§ What you need to do
All lines in the material below that hold "target" should be found and copied.

§ Material to process
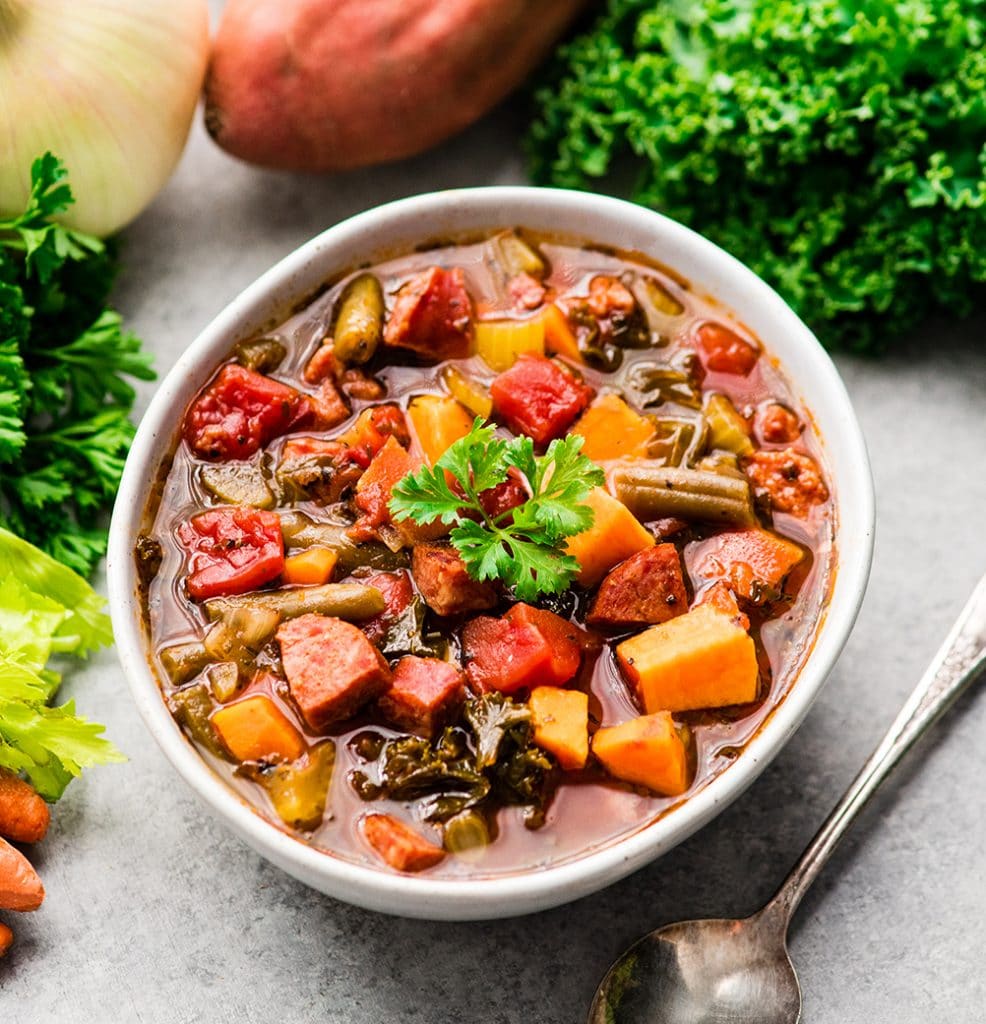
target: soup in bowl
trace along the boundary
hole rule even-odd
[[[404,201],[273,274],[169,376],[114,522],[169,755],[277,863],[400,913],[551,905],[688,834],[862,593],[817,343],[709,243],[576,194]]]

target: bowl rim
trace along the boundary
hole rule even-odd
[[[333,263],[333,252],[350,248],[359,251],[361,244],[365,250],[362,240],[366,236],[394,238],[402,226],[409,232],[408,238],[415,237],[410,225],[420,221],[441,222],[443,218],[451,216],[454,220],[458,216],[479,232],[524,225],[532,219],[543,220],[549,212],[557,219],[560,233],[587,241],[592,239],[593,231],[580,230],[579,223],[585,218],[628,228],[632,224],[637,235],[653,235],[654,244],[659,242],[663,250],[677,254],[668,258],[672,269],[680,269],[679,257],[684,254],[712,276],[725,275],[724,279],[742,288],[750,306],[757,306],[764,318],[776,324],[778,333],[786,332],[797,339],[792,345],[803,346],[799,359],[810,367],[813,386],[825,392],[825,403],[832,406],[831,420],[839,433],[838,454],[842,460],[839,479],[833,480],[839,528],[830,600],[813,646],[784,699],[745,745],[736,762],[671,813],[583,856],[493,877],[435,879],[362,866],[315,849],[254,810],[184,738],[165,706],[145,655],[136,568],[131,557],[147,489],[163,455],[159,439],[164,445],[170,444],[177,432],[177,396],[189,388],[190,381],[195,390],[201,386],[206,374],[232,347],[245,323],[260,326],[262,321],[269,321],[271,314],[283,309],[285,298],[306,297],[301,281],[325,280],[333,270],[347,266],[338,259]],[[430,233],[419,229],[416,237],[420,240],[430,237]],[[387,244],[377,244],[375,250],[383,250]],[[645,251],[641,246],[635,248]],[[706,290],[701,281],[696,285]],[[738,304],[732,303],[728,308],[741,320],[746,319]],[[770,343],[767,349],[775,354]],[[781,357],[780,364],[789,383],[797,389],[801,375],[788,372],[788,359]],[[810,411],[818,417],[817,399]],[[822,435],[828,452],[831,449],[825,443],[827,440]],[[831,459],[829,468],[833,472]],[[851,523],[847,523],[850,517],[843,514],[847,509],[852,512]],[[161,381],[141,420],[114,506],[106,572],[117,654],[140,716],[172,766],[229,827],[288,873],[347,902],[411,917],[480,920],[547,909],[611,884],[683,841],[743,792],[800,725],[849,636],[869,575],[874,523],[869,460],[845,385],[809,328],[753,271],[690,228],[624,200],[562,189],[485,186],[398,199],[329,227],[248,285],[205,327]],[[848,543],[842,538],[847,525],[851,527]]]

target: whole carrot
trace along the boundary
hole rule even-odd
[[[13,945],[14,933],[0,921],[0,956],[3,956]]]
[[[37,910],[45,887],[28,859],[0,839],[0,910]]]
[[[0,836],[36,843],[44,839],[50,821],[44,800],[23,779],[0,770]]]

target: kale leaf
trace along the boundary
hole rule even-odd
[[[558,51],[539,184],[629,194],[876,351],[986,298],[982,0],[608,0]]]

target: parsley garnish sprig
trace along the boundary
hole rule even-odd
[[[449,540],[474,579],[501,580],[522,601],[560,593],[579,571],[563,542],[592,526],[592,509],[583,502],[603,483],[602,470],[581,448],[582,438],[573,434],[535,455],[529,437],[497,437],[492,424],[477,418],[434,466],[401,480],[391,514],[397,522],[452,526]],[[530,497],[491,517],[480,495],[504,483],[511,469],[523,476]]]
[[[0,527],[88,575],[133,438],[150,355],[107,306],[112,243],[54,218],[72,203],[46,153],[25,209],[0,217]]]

* * *

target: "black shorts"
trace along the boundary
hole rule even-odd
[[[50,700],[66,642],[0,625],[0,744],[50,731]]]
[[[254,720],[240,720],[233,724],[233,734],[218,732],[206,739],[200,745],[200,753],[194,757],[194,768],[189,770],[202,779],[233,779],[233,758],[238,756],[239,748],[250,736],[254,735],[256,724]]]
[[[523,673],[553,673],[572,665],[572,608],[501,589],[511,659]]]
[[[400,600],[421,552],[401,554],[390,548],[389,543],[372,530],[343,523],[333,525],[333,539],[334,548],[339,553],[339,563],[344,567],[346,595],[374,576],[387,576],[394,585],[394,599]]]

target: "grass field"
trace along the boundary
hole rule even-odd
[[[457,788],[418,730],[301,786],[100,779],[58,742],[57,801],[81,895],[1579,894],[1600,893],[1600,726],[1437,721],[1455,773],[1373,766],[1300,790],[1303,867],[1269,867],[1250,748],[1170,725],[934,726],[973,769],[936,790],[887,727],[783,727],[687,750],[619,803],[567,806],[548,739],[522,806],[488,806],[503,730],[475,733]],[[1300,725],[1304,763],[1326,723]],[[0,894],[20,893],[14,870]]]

§ Solution to the problem
target: soup in bowl
target: bowl rim
target: whole carrot
target: kale leaf
target: parsley garnish sprig
target: "black shorts"
target: "grass field"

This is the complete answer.